#### Textauszug
▼

In der Begründung wurde auf die von der Bezirkshauptmannschaft zu den vorgelegten Beweismitteln eingeholten Stellungnahmen der Wirtschaftskammer Niederösterreich, Fachgruppe der Versicherungsmakler und Berater in Versicherungsangelegenheiten verwiesen, wonach der Nachweis einer einschlägigen Tätigkeit und damit von Kenntnissen in der Vermittlung oder Beratung sowie in der Abwicklung von Sachversicherungsverträgen in einem der Befähigungsprüfung entsprechenden ausreichenden Ausmaß nicht erbracht worden sei. Durch die beigebrachten Beweismittel hätten daher die erforderlichen Kenntnisse, Fähigkeiten und Erfahrungen für die Ausübung des von ihm angestrebten Gewerbes nicht nachgewiesen werden können.
Dagegen hat A, vertreten durch Rechtsanwältin B, ***, *** fristgerecht Beschwerde erhoben und beantragt, nach Durchführung einer mündlichen Verhandlung den angefochtenen Bescheid dahingehend abzuändern, dass festgestellt werde, dass die individuelle Befähigung für die Ausübung des reglementierten Gewerbes Versicherungsvermittlung in der Form Versicherungsmakler und Beratung in Versicherungsangelegenheiten vorliege.

▲

#### Arbeitsanweisungen
**1.** Schreiben Sie den Textauszug von "Dagegen hat A, vertreten" bis "in Versicherungsangelegenheiten vorliege." Wort für Wort ab.
**2.** Wie viele Zeilen der Auflistung enthalten die Zeichenfolge "canopy", wobei Groß- und Kleinschreibung zählt? Nennen Sie nur die Zahl.

#### Ausgangsmaterial

▼

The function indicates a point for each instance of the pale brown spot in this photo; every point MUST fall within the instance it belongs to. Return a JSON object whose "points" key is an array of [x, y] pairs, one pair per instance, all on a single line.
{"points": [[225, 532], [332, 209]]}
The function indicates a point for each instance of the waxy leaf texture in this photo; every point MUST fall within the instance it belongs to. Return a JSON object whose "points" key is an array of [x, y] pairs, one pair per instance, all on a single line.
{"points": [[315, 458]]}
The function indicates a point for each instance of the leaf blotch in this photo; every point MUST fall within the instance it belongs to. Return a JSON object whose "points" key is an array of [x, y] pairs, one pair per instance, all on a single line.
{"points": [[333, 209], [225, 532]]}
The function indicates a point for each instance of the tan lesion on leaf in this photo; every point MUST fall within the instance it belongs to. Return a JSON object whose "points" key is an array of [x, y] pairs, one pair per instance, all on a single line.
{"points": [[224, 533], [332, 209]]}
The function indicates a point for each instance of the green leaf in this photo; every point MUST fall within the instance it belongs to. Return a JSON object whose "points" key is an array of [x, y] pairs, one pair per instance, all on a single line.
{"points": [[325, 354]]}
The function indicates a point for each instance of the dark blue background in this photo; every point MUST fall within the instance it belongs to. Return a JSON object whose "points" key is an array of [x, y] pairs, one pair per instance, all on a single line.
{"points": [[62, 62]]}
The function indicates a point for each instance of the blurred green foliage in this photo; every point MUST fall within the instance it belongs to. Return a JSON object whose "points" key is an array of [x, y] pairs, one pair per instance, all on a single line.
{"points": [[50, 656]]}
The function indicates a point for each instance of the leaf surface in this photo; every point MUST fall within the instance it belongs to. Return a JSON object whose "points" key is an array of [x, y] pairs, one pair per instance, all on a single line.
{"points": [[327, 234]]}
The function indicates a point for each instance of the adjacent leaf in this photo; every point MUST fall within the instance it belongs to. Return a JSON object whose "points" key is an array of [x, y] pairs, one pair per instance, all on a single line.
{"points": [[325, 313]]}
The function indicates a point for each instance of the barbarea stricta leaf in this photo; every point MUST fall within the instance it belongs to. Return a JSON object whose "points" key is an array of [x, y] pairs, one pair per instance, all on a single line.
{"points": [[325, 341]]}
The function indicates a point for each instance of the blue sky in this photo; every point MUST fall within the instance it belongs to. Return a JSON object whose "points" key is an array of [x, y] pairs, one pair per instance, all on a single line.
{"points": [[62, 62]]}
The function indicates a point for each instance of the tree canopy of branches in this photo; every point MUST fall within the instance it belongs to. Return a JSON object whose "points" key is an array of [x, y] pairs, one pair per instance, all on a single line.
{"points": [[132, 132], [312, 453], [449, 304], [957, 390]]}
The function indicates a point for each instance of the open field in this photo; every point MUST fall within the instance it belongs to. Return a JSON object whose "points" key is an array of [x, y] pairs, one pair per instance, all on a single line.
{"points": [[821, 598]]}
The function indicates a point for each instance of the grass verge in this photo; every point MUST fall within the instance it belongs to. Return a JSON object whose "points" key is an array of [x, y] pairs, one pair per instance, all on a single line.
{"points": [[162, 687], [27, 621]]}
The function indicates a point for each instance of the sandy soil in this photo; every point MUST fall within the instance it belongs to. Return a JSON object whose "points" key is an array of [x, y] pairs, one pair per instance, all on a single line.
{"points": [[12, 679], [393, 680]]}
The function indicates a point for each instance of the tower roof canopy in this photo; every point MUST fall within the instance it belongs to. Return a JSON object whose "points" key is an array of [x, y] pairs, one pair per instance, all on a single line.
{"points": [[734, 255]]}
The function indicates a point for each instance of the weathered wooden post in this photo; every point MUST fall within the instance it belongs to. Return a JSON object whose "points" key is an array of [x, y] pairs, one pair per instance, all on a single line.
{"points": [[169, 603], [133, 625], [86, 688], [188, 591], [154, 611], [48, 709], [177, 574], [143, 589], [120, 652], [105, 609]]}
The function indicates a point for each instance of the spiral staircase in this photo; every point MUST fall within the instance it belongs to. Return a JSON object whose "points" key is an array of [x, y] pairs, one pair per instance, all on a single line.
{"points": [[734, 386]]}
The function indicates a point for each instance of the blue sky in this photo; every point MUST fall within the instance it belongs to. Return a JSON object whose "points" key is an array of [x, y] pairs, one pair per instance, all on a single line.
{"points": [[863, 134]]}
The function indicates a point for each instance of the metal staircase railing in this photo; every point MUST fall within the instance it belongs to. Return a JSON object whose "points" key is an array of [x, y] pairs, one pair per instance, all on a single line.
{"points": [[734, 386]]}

▲

#### Antworten in Reihenfolge
**1.**
Dagegen hat A, vertreten durch Rechtsanwältin B, ***, *** fristgerecht Beschwerde erhoben und beantragt, nach Durchführung einer mündlichen Verhandlung den angefochtenen Bescheid dahingehend abzuändern, dass festgestellt werde, dass die individuelle Befähigung für die Ausübung des reglementierten Gewerbes Versicherungsvermittlung in der Form Versicherungsmakler und Beratung in Versicherungsangelegenheiten vorliege.

**2.** 2